DATA SECTION →
-=-=-

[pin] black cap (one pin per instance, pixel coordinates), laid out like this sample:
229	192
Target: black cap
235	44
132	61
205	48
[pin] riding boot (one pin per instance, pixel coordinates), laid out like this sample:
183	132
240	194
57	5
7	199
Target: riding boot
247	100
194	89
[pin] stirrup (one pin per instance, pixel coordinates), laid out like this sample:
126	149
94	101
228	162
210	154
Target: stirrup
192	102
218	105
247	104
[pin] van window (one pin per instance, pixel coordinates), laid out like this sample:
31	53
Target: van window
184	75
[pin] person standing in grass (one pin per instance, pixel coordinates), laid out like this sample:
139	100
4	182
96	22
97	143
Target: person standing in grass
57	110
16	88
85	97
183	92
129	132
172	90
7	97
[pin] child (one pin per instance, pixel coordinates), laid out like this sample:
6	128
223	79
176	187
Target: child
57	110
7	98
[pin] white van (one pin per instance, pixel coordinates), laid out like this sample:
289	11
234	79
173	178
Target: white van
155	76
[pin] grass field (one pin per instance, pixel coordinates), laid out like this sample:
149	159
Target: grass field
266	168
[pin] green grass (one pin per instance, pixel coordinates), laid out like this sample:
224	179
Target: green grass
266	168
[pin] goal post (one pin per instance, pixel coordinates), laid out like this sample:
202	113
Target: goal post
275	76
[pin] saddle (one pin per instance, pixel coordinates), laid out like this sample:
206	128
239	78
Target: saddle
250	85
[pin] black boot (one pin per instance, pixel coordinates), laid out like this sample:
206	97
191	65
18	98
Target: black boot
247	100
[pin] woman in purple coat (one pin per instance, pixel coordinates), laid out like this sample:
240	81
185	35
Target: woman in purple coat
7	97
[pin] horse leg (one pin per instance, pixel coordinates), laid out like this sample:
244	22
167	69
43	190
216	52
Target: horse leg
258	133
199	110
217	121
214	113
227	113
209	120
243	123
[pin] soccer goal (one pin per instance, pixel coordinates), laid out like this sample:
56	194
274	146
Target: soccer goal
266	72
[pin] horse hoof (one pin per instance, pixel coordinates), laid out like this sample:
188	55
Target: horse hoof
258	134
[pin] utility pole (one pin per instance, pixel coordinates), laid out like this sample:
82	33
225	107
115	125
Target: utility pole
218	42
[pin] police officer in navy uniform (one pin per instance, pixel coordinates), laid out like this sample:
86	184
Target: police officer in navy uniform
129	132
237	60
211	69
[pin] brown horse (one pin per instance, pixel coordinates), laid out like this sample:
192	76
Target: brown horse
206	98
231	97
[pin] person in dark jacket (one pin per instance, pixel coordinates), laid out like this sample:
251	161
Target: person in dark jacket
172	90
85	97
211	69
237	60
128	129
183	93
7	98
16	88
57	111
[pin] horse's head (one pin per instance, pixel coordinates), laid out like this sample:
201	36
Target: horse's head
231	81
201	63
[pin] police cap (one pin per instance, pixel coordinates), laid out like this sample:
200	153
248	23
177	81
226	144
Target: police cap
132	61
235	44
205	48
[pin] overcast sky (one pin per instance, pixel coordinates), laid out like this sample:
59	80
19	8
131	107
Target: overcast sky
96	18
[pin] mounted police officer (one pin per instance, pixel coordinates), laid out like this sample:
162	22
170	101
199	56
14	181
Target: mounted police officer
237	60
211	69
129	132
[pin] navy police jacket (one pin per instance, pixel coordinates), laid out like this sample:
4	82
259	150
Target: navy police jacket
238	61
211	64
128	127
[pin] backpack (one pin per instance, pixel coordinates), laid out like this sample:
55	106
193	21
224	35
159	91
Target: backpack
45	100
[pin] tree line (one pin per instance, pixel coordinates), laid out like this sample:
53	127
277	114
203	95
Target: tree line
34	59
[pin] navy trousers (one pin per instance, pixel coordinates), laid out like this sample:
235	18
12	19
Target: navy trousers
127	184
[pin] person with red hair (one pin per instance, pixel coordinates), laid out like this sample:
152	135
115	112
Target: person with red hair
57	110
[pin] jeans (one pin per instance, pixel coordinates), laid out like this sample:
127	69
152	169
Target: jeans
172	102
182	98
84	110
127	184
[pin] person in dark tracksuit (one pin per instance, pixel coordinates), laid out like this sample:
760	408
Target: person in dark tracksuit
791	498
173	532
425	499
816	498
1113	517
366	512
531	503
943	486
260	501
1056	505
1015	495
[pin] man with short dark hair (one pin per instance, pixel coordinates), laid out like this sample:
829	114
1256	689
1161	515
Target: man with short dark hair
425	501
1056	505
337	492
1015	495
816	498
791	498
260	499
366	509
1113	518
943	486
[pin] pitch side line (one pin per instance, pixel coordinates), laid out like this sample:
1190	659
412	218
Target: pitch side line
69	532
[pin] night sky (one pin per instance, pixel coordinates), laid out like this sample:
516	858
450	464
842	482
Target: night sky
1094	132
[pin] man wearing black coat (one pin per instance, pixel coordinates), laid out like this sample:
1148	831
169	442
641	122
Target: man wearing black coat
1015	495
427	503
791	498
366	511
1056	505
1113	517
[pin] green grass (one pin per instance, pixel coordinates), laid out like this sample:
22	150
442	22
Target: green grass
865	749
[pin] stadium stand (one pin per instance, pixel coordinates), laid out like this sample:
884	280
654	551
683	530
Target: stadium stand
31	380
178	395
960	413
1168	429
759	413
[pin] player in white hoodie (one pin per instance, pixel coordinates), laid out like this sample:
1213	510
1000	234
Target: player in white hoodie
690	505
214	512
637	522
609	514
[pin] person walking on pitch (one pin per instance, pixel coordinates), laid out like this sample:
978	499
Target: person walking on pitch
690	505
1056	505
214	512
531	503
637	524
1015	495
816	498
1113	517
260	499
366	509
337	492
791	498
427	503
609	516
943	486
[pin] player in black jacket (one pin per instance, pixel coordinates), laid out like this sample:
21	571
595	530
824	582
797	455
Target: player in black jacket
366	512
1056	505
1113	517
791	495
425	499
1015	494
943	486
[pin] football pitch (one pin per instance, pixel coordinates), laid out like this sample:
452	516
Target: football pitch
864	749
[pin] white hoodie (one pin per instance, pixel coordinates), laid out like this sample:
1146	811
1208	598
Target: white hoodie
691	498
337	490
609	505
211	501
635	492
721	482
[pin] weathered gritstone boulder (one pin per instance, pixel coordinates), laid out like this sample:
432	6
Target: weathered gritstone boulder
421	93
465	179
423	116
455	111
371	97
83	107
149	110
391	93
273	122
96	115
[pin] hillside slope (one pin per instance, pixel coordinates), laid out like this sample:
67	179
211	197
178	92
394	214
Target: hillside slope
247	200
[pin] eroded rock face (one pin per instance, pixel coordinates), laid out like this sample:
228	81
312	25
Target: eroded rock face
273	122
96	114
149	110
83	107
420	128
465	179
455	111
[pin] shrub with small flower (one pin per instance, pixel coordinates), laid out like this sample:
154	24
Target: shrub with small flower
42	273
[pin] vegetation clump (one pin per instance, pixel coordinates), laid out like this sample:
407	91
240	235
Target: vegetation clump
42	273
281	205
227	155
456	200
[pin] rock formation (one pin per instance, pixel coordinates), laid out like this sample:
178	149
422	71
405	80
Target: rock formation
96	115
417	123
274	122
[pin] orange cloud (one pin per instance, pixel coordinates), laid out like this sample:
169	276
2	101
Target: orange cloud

-=-=-

TASK ITEM →
Gather each line of the listing containing the word "cloud" and show it.

RESPONSE TO THIS EXERCISE →
[pin] orange cloud (one pin per instance, pixel coordinates), laid out like this sample:
Target: orange cloud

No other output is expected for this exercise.